• Explore the material:
A - Answer these questions using the rNND description below.
(i) In what programming language is rNND written?
(ii) Which part of the algorithm has been parallelized?
(iii) Which license is being considered for releasing the code?
B - Repeat word for word the part of the rNND description below that opens with the words containing "Sample MNIST Fashion" and closes with "on this project.".

• Passage provided:
##############################

Skip to content

AnabelSMRuggiero/NNDescent.cpp

Repository files navigation

Recursive Nearest Neighbor Descent (rNND)

Parallelized the search algorithm. Rest of parallelizing the algorithm is mostly part of the clean up. Very close to what a theoretical beta release would look like (with A LOT of cleaning up).

Sample MNIST Fashion Results

rNND is a (WIP) C++ implementation of the Nearest Neighbor Descent algorithm. The NND algorithm creates an approximation of an k-Nearest Neighbors graph for a large dataset. The goal of this project is to develop a version of NND that can be highly distributed by handling small portions of the developing graph at a time. The NND algorithm is presented in "Efficient k-nearest neighbor graph construction for generic similarity measures" by Dong et. al. Leland McInnes, author of UMAP and PyNNDescent has helped greatly by providing guidance on this project.

At the time of writting, this code is unreleased and not published under a license. As a result, I currently retain all legal rights I am legally entitled to. I am currently considering using a permissive liscense for releasing this code, such as the Apache 2.0 w/LLVM exception. I will update this notice when an appropriate license has been picked.

##############################

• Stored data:
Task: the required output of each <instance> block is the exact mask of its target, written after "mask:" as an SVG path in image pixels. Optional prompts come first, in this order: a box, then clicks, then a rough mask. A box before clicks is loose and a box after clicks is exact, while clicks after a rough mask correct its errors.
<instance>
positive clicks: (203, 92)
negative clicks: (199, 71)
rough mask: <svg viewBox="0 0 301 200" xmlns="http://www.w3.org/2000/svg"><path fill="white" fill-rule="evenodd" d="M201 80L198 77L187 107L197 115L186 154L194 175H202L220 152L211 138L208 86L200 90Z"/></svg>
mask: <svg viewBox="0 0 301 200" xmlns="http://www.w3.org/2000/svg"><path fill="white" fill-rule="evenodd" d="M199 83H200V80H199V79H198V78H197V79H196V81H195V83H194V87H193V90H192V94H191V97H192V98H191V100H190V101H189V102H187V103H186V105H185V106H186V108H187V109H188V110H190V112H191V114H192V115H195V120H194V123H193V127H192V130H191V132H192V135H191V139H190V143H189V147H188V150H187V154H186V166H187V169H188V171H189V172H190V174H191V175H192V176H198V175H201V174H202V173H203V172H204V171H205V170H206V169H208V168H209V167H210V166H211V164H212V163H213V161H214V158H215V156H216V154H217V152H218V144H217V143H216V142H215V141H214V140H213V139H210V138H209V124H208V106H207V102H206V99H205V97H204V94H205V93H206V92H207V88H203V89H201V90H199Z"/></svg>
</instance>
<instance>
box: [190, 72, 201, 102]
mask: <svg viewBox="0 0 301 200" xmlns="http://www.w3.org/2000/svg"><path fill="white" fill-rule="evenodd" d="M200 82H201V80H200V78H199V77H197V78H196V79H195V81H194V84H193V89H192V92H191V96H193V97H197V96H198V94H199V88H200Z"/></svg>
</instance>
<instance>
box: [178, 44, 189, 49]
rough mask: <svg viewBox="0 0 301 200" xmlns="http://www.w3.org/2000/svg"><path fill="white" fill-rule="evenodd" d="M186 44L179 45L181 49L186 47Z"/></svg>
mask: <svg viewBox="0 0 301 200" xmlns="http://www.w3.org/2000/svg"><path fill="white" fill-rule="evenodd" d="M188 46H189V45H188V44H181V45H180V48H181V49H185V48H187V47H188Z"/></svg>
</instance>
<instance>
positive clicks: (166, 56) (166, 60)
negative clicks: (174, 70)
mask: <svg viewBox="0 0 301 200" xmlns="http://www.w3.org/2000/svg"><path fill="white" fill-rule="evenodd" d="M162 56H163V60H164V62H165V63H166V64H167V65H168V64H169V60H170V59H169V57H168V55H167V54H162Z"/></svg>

##############################

• Task-by-task answers:
A -
(i) C++
(ii) The search algorithm
(iii) The Apache 2.0 license with the LLVM exception

B -
Sample MNIST Fashion Results

rNND is a (WIP) C++ implementation of the Nearest Neighbor Descent algorithm. The NND algorithm creates an approximation of an k-Nearest Neighbors graph for a large dataset. The goal of this project is to develop a version of NND that can be highly distributed by handling small portions of the developing graph at a time. The NND algorithm is presented in "Efficient k-nearest neighbor graph construction for generic similarity measures" by Dong et. al. Leland McInnes, author of UMAP and PyNNDescent has helped greatly by providing guidance on this project.